──────── Trecho do texto
O Projeto de Lei que cria mais oito penas alternativas à prisão foi sancionado pelo presidente da República, Fernando Henrique Cardoso. Agora a condenação à prisão só não poderá ser substituída nos crimes cometidos com violência ou grave ameaça à pessoa, como estupro, homicídio ou assalto à mão armada.

Antes, só eram aplicadas penas alternativas nas condenações de até um ano, e mesmo assim eram pouco usadas. Com a sanção, os juízes poderão substituir a prisão quando a condenação for de até quatro anos.

Hoje existem as seguintes penas alternativas: multa, prestação de serviços à comunidade, limitação de liberdade no fim-de-semana, proibição do exercício de cargo público ou mandato eletivo, proibição do exercício de profissão e suspensão do direito de dirigir veículo.

As oito punições criadas com a lei são: recolhimento domiciliar, perda de bens e valores, advertência, submissão a tratamento, obrigação de freqüentar curso, proibição de freqüentar determinados lugares, pagamento de indenização à vítima ou a seus familiares e a troca da indenização em prestação de serviço de outra natureza, por exemplo, a distribuição de cestas básicas.

Leia a íntegra do discurso de Fernando Henrique Cardoso

Discurso do presidente da República, Fernando Henrique Cardoso, na cerimônia de sanção do Projeto de Lei de Penas Alternativas – Palácio do Planalto.
────────────────
-- Enunciado --
Reproduza na íntegra, sem qualquer alteração, o texto sobre as penas alternativas à prisão. O material não tem relação com o texto sobre as penas alternativas.
──────── Registros de dados
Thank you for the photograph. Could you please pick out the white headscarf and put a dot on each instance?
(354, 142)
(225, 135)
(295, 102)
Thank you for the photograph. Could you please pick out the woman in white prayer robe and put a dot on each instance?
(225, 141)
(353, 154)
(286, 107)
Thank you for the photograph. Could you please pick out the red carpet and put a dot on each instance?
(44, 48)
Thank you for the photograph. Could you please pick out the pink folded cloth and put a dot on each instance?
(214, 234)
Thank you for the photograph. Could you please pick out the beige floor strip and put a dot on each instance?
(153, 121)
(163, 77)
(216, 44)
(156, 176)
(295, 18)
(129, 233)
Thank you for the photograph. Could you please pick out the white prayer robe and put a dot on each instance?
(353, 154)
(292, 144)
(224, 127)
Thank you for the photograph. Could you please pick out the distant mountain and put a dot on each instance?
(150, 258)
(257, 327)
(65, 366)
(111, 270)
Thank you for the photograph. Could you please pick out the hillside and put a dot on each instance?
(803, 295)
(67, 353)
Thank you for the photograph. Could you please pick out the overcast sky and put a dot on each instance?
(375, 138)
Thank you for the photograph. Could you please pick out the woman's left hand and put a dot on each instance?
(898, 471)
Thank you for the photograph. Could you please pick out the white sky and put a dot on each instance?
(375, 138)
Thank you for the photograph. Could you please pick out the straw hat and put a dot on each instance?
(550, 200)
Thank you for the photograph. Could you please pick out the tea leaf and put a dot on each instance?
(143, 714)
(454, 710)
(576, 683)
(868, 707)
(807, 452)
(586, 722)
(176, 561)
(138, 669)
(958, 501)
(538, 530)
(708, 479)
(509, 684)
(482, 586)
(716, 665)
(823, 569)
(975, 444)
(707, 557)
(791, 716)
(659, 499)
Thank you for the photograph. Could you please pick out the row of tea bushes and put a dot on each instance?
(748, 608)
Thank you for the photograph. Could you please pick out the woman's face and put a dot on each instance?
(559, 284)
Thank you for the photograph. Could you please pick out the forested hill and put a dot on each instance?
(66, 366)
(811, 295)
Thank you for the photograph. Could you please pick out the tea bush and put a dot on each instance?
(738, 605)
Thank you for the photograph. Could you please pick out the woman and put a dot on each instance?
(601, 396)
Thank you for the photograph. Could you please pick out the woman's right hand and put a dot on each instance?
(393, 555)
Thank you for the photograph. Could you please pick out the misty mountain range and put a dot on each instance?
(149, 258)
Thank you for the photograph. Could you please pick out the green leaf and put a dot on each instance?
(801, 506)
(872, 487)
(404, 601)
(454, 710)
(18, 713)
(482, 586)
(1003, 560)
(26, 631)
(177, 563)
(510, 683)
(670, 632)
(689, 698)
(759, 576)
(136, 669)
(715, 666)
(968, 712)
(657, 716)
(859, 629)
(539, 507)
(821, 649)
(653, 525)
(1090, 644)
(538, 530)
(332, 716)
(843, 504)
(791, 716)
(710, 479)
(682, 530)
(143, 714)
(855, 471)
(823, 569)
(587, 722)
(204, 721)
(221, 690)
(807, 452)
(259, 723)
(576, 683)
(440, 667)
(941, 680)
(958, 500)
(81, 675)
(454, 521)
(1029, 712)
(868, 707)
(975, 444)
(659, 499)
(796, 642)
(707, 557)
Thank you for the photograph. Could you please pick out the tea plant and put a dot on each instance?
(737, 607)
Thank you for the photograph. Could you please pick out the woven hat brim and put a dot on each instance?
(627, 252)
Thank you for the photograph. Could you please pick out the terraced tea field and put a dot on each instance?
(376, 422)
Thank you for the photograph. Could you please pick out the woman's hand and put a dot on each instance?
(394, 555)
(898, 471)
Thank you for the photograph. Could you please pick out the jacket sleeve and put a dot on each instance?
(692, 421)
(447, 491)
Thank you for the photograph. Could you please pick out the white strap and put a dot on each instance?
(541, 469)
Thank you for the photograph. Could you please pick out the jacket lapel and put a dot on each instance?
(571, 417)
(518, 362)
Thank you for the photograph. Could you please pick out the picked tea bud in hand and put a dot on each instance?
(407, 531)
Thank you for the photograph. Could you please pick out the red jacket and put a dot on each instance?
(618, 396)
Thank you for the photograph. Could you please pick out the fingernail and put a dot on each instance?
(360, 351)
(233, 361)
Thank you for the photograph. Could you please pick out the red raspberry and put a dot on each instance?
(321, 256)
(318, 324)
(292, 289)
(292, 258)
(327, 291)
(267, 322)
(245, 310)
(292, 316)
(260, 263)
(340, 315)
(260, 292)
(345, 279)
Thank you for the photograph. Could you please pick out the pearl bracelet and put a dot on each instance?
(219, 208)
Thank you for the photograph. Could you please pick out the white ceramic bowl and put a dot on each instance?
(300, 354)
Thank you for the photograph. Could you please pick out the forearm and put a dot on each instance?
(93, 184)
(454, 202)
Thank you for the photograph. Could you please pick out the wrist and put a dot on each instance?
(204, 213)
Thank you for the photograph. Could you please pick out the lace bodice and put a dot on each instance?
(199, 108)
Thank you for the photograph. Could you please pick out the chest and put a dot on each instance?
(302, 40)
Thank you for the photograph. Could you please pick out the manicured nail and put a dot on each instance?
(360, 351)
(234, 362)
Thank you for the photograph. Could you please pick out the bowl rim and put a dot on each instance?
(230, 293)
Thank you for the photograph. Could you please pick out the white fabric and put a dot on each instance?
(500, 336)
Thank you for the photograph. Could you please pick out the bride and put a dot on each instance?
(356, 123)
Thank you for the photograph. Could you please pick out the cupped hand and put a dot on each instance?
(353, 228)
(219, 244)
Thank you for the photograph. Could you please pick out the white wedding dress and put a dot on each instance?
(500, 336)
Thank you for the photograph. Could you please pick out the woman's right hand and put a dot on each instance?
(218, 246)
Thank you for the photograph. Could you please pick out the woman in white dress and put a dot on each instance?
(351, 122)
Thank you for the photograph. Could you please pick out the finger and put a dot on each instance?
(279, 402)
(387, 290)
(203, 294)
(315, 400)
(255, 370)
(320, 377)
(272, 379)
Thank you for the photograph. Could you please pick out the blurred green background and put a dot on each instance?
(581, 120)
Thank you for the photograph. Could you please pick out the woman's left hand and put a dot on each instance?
────────────────
-- Resolução --
O Projeto de Lei que cria mais oito penas alternativas à prisão foi sancionado pelo presidente da República, Fernando Henrique Cardoso. Agora a condenação à prisão só não poderá ser substituída nos crimes cometidos com violência ou grave ameaça à pessoa, como estupro, homicídio ou assalto à mão armada.

Antes, só eram aplicadas penas alternativas nas condenações de até um ano, e mesmo assim eram pouco usadas. Com a sanção, os juízes poderão substituir a prisão quando a condenação for de até quatro anos.

Hoje existem as seguintes penas alternativas: multa, prestação de serviços à comunidade, limitação de liberdade no fim-de-semana, proibição do exercício de cargo público ou mandato eletivo, proibição do exercício de profissão e suspensão do direito de dirigir veículo.

As oito punições criadas com a lei são: recolhimento domiciliar, perda de bens e valores, advertência, submissão a tratamento, obrigação de freqüentar curso, proibição de freqüentar determinados lugares, pagamento de indenização à vítima ou a seus familiares e a troca da indenização em prestação de serviço de outra natureza, por exemplo, a distribuição de cestas básicas.

Leia a íntegra do discurso de Fernando Henrique Cardoso

Discurso do presidente da República, Fernando Henrique Cardoso, na cerimônia de sanção do Projeto de Lei de Penas Alternativas – Palácio do Planalto.